- Exercise instructions
Extract the lines below verbatim, leaving the pictures out of your answer.

- Lines pointing to named objects
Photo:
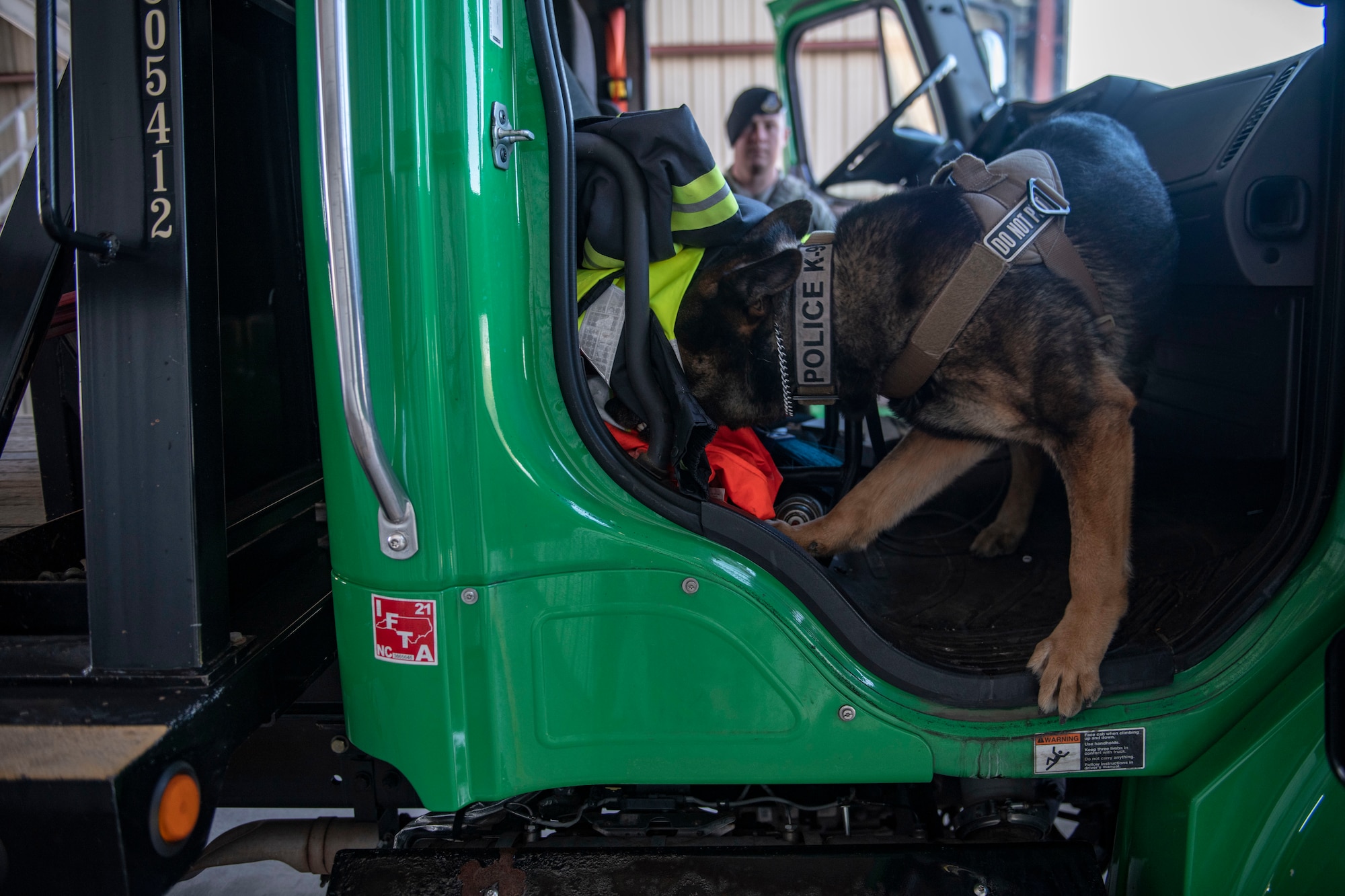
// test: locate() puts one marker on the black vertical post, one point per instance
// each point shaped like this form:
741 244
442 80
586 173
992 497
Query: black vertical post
150 334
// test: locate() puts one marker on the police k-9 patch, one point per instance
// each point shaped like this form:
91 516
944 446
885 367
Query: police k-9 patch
813 319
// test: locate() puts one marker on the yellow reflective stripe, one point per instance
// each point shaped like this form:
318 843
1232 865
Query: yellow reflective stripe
588 278
703 188
723 210
669 282
597 260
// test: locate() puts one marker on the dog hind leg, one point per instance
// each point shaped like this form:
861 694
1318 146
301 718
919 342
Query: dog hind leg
1003 536
1098 469
915 471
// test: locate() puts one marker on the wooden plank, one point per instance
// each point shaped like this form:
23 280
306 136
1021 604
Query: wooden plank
21 481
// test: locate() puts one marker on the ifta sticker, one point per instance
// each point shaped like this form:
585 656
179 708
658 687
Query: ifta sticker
1101 749
404 631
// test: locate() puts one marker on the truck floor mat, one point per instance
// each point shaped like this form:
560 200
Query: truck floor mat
923 591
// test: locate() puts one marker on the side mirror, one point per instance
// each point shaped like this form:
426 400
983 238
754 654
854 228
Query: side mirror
1336 705
996 58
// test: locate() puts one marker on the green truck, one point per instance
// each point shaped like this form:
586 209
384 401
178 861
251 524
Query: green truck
326 411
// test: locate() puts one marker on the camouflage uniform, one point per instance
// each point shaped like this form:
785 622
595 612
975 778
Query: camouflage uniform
787 189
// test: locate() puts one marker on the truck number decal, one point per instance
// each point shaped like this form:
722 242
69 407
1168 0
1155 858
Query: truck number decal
157 112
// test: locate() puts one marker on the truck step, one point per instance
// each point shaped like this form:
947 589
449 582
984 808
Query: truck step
960 869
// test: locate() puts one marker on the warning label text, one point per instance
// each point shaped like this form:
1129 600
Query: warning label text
1077 751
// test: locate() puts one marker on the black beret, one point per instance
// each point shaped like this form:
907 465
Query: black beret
754 101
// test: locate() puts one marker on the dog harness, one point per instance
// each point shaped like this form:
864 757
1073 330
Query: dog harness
1022 206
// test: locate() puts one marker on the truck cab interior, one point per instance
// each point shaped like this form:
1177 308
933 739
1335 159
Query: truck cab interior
1237 432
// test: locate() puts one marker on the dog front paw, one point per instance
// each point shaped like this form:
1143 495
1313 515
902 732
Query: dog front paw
1067 666
809 536
997 540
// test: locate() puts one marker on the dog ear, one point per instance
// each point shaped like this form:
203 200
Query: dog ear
797 216
758 283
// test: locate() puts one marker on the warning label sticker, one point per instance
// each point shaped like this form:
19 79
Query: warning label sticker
1075 751
404 631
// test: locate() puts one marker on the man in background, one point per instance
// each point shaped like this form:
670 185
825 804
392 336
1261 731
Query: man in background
758 132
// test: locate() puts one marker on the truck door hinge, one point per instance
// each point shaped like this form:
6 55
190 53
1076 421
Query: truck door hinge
504 136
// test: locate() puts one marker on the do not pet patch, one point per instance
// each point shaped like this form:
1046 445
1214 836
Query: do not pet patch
1081 751
404 631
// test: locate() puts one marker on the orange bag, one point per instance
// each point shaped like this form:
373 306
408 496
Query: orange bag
739 464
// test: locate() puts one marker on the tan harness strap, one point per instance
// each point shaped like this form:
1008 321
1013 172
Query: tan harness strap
1022 206
933 337
1063 260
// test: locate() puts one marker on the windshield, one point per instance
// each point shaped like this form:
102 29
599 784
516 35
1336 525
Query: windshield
1179 42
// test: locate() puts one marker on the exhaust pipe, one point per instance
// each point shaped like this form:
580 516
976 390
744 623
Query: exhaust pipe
305 844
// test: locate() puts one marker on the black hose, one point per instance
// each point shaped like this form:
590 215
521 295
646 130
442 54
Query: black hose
637 334
853 454
570 364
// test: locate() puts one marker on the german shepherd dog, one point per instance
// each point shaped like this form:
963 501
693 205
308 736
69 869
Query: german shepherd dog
1031 369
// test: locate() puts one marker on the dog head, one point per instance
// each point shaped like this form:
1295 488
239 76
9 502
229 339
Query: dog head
726 327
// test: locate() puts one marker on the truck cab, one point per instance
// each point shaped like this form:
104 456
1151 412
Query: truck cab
333 520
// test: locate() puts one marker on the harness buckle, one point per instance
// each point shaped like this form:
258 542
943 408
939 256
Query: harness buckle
1046 200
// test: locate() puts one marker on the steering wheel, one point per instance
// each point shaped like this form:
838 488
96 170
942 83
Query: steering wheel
887 138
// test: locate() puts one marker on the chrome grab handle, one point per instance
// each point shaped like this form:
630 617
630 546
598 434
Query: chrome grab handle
396 516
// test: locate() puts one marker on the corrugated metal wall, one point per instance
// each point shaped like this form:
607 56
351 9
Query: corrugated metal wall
704 53
17 61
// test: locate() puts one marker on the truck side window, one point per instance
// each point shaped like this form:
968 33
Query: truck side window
849 73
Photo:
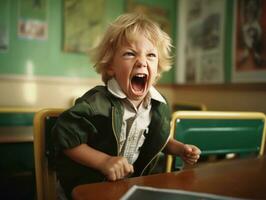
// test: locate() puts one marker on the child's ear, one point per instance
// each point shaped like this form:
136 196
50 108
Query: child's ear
110 71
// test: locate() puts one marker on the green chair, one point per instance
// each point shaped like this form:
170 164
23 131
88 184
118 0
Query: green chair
218 133
44 120
17 177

- Right answer
Photo:
// test: locate() puts one marker on the black vertical post, one point per instance
// each point shaped like this form:
741 244
442 80
586 173
992 497
Query: black vertical post
150 334
// test: locate() puts one marker on the police k-9 patch, one point per instance
// each point shaped like this form:
91 516
944 446
885 367
Query: police k-9 patch
813 319
// test: locate() puts one marker on the yellow reflective stripe, one point per instance
// each point shaped like this form:
318 843
1232 865
Query: yellow reflective stripe
588 278
703 188
723 210
669 282
597 260
// test: locate() puts one marker on the dog hind leg, one point per instance
// each point shaped like this form:
861 694
1318 146
301 718
919 342
Query: dog hind leg
1003 536
1098 469
915 471
// test: locate() puts one marker on the wooden plank, one point per instance
// each point shaped like this form:
23 280
306 136
1021 604
Query: wooden plank
21 481
// test: locate() puts one marker on the ifta sticker, one point per instance
// each point shaped like this form:
585 656
179 708
658 687
Query: ifta sticker
1101 749
404 631
// test: locate() puts one marker on the truck floor mat, one point per instance
// each point shaped like this form:
560 200
Query: truck floor mat
923 591
// test: locate() puts one marker on the side mirror, one point per instance
// each point shaped like this form:
426 400
983 238
754 654
854 228
Query: side mirror
1336 705
996 58
// test: locate() puts one marker on the green truck, one point per instance
// each point shaped like this form:
586 209
384 401
178 861
251 524
Query: green truck
326 411
// test: locate() puts one marker on the camouflage uniform, one point per instance
// each point shaped like this form:
785 622
595 612
975 778
Query: camouflage uniform
787 189
// test: locate() puts one marker on the truck number decal, one point per instance
// each point shaped like this form:
722 242
69 407
1168 0
1155 858
Query: truck number decal
157 112
// test: locate() puts one marker on the truck step, one point per instance
// each point shaped like this form:
947 589
449 582
984 808
Query: truck step
960 869
// test: locate() puts one marker on the warning label text, one point per instance
// each point shaped like this form:
1129 600
Query: warning label text
1077 751
// test: locate() puts one marker on the black beret, one point per instance
// each point shaped like this form:
907 465
Query: black beret
754 101
// test: locate() puts one marker on the dog harness, one point per instance
// each point shaped like this form:
864 757
1073 330
Query: dog harness
1022 206
// test: locate() puts one marker on the truck cab interior, one point per instance
// each point shaped like this form:
1177 308
933 739
1335 159
Query: truck cab interior
1237 432
// test: locate() puts one marker on the dog front paw, one point per instance
// each point shaped like this form:
1143 495
1313 515
902 732
Query: dog front paw
1067 666
809 536
997 540
// test: locate() puts one marker on the dog ear, one point per instance
// each point shaped like this form:
203 200
Query: dog ear
797 216
758 283
// test: locate() puts one marker on the warning label sticker, one point per instance
// each point shaped like this form:
19 79
Query: warning label sticker
1075 751
404 631
// test: locate() puts one marker on the man in background, one point per instance
// each point shaped like this form:
670 185
825 804
392 336
1261 731
Query: man in background
758 132
// test: locate() puts one marker on the truck door hinge, one point per instance
// each point shaped like this form:
6 55
190 53
1076 421
Query: truck door hinge
504 136
// test: locate() puts one marker on the do not pet patch, one point per instance
// each point shaped like this form:
1046 445
1214 836
Query: do not pet patch
1081 751
404 631
// test: locate() puts one marker on the orange bag, one point per instance
// each point shaped like this form:
373 306
408 496
Query: orange bag
739 464
// test: locate() puts one marker on the tan harness strap, one point per instance
// each point shaped like this form:
1008 321
1013 172
Query: tan harness strap
1022 206
933 337
1063 260
// test: locate() puts one marker on the windshield, one point per instance
// each point shaped like this form:
102 29
599 784
516 35
1336 525
Query: windshield
1179 42
// test: locate() puts one marker on the exhaust pipe, one point per instance
// each point shaped like this form:
580 516
976 390
744 623
Query: exhaust pipe
305 844
// test: locate() puts one marker on the black hose, one point per instance
// each point shaped like this form:
590 215
521 295
646 130
442 54
Query: black hose
637 334
853 454
570 364
// test: locate() puts one marker on the german shepherd dog, one point per instance
// each point shaped like this form:
963 501
693 205
308 736
69 869
Query: german shepherd dog
1031 369
// test: locate() puts one marker on the dog head, one point per instance
// each point shaped like this form:
1295 488
239 76
9 502
229 339
Query: dog head
726 327
// test: locate() puts one marker on the truck cab, one point per instance
// each point shaped like this form:
104 456
1151 412
Query: truck cab
333 520
// test: locate() puts one marker on the harness buckle, one point per instance
// each point shaped like this form:
258 542
943 408
939 256
Query: harness buckle
1046 200
// test: locate() puts one marker on the steering wheel, one point per instance
// each point shaped like this form:
838 488
96 170
942 83
Query: steering wheel
887 138
// test: locate() puts one marker on the chrome grab handle, one point per instance
// each point shaped like this form:
630 617
630 546
598 434
Query: chrome grab handle
396 516
// test: locate() puts one marker on the corrugated metal wall, one point per instance
// each point shaped like this form:
607 56
351 9
Query: corrugated metal wall
704 53
17 61
// test: locate() puts one marker on the truck side window, one point per instance
// each point shaped like this form:
968 33
Query: truck side window
849 73
Photo:
// test: locate() puts one marker on the child's ear, one point per instance
// each point shaped like this form:
136 196
50 108
Query: child's ear
110 71
// test: locate() puts one marker on the green chair, one point per instance
// each point shaped like this form:
170 164
23 131
88 184
118 0
Query: green chair
218 133
44 120
17 177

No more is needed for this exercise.